**Your assignment:**
Would you print each of the entries below precisely as given?

**Data under study:**
---

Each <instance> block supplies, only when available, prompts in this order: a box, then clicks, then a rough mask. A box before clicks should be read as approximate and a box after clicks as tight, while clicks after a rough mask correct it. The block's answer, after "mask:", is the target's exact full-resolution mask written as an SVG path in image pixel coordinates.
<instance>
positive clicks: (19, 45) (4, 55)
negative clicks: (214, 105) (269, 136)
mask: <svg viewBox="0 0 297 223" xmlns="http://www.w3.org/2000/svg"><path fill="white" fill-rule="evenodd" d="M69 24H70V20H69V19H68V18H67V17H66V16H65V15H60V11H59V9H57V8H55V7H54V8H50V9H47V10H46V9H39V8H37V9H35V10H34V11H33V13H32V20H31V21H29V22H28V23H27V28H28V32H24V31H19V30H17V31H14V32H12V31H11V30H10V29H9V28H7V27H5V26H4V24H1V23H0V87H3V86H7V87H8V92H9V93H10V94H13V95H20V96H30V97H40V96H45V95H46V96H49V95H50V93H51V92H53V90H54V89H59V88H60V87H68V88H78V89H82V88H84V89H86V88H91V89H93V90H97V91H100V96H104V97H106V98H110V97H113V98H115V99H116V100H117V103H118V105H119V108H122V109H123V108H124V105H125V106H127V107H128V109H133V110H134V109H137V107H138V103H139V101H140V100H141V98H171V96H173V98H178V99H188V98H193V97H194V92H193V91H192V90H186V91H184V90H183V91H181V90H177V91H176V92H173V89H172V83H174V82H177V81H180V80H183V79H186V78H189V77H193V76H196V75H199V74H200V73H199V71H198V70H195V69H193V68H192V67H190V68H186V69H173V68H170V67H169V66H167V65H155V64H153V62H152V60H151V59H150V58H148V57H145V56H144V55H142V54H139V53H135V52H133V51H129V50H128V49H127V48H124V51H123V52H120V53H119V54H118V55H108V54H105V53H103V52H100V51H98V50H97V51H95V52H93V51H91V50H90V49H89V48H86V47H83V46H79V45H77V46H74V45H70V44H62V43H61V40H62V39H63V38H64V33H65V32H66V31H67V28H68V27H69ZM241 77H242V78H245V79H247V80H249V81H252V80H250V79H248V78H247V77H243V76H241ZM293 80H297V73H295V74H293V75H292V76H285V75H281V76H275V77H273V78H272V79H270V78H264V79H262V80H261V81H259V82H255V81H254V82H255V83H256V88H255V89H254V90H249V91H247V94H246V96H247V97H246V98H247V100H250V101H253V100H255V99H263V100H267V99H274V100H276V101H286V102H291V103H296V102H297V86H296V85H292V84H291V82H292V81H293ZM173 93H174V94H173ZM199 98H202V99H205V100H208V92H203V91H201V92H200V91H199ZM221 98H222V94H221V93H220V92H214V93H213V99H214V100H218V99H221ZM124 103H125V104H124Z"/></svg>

---

**Response to this task:**
Each <instance> block supplies, only when available, prompts in this order: a box, then clicks, then a rough mask. A box before clicks should be read as approximate and a box after clicks as tight, while clicks after a rough mask correct it. The block's answer, after "mask:", is the target's exact full-resolution mask written as an SVG path in image pixel coordinates.
<instance>
positive clicks: (19, 45) (4, 55)
negative clicks: (214, 105) (269, 136)
mask: <svg viewBox="0 0 297 223" xmlns="http://www.w3.org/2000/svg"><path fill="white" fill-rule="evenodd" d="M69 24H70V20H69V19H68V18H67V17H66V16H65V15H60V11H59V9H57V8H55V7H54V8H50V9H47V10H46V9H39V8H37V9H35V10H34V11H33V13H32V20H31V21H29V22H28V23H27V28H28V32H24V31H19V30H17V31H14V32H12V31H11V30H10V29H9V28H7V27H5V26H4V24H1V23H0V87H3V86H7V87H8V92H9V93H10V94H13V95H20V96H30V97H40V96H45V95H46V96H49V95H50V93H51V92H53V90H54V89H59V88H60V87H68V88H78V89H82V88H84V89H86V88H91V89H93V90H97V91H100V96H104V97H106V98H110V97H113V98H115V99H116V100H117V103H118V105H119V108H122V109H123V108H124V105H125V106H127V107H128V109H133V110H134V109H137V107H138V103H139V101H140V100H141V98H171V96H173V98H178V99H188V98H193V97H194V92H193V91H192V90H186V91H184V90H183V91H181V90H177V91H176V92H173V89H172V83H174V82H177V81H180V80H183V79H186V78H189V77H193V76H196V75H199V74H200V73H199V71H198V70H195V69H193V68H192V67H190V68H186V69H173V68H170V67H169V66H167V65H155V64H153V62H152V60H151V59H150V58H148V57H145V56H144V55H142V54H139V53H135V52H133V51H129V50H128V49H127V48H124V51H123V52H120V53H119V54H118V55H108V54H105V53H103V52H100V51H98V50H97V51H95V52H93V51H91V50H90V49H89V48H86V47H83V46H79V45H77V46H74V45H70V44H62V43H61V40H62V39H63V38H64V33H65V32H66V31H67V28H68V27H69ZM241 77H242V78H245V79H247V80H249V81H252V80H250V79H248V78H247V77H243V76H241ZM293 80H297V73H295V74H293V75H292V76H285V75H281V76H275V77H273V78H272V79H270V78H264V79H262V80H261V81H259V82H255V81H254V82H255V83H256V88H255V89H254V90H249V91H247V94H246V96H247V97H246V98H247V100H250V101H253V100H255V99H263V100H267V99H274V100H276V101H286V102H291V103H296V102H297V86H296V85H292V84H291V82H292V81H293ZM173 93H174V94H173ZM199 98H202V99H205V100H208V92H203V91H201V92H200V91H199ZM221 98H222V94H221V93H220V92H214V93H213V99H214V100H218V99H221ZM124 103H125V104H124Z"/></svg>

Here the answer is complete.